» **ABOUT THIS EXERCISE**
After locating the line that contains "Target: leafy tree canopy" in the data below, set down exactly that line and each one after it through the line that contains "Locate the green grass", and nothing more.

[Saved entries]

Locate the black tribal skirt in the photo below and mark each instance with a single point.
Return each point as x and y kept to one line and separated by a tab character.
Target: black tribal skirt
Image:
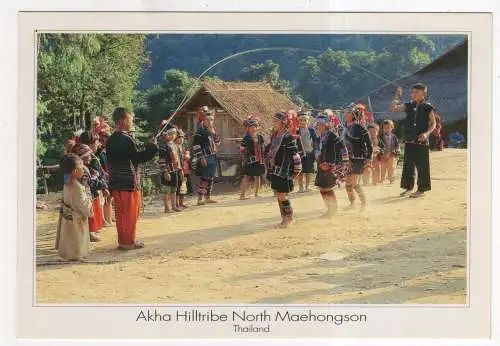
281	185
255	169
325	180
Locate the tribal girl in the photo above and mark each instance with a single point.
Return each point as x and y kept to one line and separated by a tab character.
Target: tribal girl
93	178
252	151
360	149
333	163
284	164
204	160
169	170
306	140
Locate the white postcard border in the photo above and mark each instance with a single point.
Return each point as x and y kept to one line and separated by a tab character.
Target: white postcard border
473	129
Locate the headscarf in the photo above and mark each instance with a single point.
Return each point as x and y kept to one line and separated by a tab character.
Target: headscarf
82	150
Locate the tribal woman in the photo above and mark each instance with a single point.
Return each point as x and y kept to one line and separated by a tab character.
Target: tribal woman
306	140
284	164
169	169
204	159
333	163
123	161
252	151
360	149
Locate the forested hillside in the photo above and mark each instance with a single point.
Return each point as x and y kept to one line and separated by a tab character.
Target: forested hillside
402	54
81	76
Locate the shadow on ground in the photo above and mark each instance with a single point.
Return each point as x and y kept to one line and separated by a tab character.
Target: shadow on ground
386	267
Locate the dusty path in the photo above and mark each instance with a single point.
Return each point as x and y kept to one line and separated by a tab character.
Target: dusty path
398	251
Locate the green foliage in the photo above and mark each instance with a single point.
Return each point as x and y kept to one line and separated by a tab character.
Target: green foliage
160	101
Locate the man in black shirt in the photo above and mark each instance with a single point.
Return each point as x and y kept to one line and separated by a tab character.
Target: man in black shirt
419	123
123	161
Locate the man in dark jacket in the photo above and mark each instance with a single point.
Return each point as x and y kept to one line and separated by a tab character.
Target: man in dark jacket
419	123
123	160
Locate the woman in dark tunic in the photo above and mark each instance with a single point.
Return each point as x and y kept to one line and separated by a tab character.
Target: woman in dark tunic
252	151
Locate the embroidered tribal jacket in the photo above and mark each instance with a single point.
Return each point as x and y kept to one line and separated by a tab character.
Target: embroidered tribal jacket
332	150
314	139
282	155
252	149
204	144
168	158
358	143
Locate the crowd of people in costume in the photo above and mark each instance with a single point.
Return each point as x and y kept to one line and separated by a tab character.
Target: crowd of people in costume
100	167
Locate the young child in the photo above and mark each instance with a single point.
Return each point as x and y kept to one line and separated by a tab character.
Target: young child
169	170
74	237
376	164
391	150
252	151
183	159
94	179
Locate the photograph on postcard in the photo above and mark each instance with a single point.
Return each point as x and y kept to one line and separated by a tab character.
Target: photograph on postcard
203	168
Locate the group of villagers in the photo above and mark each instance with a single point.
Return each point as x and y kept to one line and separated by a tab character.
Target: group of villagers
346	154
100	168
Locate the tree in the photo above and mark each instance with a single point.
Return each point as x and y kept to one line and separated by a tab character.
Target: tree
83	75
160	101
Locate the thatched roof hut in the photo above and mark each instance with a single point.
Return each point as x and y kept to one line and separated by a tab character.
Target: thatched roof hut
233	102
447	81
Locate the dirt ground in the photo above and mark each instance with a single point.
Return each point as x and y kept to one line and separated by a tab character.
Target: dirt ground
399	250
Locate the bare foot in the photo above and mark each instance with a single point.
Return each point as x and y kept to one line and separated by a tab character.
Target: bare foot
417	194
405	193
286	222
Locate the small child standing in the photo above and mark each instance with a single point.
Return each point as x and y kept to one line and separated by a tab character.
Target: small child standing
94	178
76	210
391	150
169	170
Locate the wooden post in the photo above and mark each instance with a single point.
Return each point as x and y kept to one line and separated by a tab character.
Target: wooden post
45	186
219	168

--

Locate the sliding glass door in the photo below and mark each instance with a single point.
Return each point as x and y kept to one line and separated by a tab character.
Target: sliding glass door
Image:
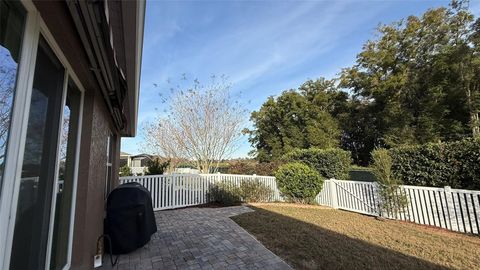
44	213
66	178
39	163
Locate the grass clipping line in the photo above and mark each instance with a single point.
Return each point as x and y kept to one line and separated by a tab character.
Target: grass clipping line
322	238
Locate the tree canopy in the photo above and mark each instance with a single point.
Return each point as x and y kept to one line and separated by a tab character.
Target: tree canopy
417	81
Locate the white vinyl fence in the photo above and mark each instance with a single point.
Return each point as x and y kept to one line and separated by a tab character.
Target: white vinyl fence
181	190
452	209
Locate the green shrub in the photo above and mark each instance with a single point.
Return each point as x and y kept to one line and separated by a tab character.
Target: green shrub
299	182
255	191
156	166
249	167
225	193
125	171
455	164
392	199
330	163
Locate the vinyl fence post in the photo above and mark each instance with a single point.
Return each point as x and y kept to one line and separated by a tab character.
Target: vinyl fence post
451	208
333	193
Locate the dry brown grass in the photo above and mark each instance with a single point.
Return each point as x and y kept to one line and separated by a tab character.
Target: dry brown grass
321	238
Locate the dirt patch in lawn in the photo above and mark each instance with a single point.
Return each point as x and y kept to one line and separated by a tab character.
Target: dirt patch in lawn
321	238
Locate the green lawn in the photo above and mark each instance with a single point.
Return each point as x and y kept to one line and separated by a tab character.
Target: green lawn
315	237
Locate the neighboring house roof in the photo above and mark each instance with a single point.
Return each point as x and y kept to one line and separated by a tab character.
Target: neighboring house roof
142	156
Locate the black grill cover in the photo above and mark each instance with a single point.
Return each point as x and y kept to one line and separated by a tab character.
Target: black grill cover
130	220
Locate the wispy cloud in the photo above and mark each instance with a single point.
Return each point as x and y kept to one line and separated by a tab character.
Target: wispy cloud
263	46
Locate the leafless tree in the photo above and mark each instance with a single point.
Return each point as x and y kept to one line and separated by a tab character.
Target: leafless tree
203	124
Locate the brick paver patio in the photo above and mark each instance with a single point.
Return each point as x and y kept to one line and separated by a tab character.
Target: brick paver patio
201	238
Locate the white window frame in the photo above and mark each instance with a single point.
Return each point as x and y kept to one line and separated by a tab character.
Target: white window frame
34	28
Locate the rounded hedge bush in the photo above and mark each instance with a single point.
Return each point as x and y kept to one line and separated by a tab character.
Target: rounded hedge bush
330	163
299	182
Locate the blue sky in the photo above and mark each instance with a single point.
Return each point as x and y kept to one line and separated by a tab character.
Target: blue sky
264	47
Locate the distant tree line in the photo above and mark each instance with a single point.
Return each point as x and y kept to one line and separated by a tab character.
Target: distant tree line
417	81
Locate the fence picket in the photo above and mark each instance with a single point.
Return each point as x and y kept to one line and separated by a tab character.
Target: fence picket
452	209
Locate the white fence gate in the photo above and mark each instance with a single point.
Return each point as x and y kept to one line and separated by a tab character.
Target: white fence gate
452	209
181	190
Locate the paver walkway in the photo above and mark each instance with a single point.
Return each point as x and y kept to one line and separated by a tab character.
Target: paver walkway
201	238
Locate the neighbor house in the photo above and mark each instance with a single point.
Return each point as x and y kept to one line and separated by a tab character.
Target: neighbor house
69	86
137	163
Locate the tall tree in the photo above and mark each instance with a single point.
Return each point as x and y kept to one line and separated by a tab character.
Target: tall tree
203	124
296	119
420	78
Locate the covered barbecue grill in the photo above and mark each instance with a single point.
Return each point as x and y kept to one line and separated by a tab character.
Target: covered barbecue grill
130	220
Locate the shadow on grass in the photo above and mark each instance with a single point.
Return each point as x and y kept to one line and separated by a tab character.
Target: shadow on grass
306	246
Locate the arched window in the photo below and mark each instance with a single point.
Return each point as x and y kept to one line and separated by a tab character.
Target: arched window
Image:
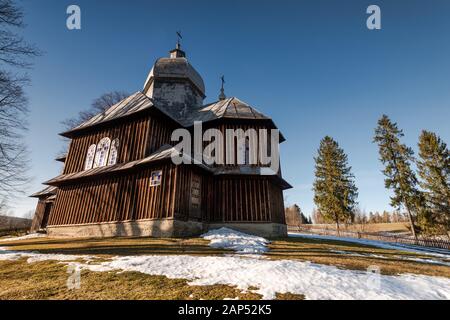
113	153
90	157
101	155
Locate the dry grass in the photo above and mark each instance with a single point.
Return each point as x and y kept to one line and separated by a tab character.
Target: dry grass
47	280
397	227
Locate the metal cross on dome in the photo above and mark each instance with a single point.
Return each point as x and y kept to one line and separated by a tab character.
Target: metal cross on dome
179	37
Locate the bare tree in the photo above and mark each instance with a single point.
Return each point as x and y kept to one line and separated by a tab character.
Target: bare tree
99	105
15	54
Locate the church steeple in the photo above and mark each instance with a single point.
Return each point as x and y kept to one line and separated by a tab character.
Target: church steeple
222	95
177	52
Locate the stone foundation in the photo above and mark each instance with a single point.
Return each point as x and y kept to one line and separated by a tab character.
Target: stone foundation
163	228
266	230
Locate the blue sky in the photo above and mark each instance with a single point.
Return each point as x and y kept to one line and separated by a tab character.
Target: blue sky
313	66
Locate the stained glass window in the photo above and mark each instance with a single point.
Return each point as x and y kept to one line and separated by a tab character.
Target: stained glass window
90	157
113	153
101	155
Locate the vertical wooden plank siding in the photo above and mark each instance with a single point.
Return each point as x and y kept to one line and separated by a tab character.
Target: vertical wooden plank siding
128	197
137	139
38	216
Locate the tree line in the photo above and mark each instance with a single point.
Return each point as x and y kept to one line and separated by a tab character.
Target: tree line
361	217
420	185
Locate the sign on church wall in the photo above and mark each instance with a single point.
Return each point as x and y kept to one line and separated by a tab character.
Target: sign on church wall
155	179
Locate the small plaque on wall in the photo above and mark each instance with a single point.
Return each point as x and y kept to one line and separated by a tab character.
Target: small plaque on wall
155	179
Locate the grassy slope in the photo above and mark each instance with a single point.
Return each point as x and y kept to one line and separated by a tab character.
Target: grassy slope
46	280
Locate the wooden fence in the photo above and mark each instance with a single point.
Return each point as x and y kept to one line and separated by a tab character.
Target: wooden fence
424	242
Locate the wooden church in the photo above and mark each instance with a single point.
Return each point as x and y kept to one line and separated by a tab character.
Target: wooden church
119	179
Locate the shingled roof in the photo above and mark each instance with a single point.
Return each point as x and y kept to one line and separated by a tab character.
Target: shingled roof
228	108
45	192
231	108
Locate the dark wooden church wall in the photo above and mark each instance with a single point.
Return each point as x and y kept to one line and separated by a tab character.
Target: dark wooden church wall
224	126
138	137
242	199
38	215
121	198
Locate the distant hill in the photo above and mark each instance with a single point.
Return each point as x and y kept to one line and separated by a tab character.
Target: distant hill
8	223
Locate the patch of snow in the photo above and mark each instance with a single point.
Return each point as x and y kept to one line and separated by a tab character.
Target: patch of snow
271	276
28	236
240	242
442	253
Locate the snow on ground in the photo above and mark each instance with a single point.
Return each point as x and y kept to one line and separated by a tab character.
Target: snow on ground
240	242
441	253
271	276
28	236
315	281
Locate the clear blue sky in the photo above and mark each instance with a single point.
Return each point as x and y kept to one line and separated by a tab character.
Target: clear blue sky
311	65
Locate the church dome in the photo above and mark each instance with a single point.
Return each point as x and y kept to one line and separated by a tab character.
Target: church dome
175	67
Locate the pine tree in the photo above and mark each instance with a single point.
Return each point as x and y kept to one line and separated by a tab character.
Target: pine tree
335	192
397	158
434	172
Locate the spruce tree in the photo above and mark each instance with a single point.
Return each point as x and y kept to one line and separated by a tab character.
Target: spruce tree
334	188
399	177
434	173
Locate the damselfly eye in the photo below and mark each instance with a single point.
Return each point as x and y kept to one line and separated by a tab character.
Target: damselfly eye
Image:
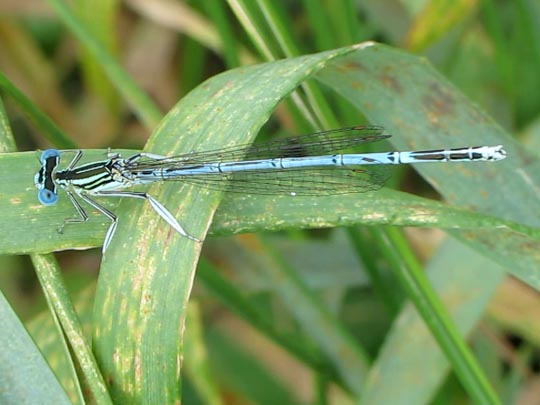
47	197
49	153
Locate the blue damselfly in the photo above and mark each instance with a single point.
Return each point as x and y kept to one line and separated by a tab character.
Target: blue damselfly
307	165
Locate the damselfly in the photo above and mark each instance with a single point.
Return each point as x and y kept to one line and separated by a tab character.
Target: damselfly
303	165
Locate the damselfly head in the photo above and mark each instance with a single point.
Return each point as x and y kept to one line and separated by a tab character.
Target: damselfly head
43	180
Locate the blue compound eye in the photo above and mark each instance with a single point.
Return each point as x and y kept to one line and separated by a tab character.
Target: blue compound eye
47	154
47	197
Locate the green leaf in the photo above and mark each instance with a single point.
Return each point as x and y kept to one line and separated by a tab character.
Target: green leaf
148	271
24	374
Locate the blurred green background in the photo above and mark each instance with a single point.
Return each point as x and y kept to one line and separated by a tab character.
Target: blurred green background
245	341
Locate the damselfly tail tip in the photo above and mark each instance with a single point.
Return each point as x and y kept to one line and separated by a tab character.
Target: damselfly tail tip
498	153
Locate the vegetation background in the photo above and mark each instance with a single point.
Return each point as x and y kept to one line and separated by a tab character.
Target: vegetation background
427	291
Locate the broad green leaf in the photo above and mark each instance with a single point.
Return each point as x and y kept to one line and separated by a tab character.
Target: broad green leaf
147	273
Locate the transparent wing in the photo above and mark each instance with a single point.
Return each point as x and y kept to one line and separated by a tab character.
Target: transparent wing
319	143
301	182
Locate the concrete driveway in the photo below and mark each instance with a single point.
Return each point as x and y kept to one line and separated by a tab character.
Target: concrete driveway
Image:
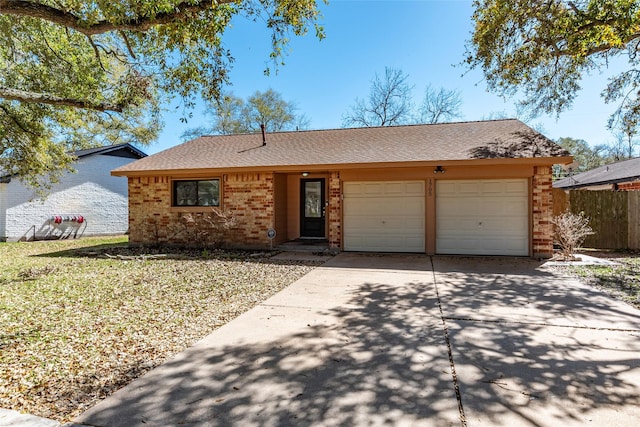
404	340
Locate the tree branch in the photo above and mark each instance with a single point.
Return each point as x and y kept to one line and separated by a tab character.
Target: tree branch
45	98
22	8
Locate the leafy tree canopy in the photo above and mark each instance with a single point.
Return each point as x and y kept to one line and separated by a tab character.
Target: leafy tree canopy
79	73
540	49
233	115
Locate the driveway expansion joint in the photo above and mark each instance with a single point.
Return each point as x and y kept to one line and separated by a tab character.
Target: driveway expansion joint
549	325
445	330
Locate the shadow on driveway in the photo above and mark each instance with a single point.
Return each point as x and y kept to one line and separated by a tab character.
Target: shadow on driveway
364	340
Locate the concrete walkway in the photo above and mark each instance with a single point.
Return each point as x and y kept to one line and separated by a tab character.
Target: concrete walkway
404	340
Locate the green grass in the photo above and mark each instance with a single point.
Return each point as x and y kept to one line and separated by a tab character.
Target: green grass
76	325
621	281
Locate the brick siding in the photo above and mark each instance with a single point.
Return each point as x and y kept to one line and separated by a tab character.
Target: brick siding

» **TASK OUTPUT**
Target: leafy tree canopy
79	73
540	49
233	115
Locate the driveway expansion joint in the photo above and mark each instance with a single point.
Return each point as x and y kept to one line and separated by a tab character.
Target: driveway expansion joint
549	325
445	330
Locate the shadow on driveway in the photo above and mark each instance with a single point.
Return each point as x and y kept to one line and separated by a tab character.
Target: shadow on driveway
364	340
Locate the concrete walkway in the photo above and mark each instance with a single point.
Return each point as x and y kept to one line and separated by a tab character.
Target: concrete walkway
404	340
Locate the green grass in the photo above and mark each instance with a single point.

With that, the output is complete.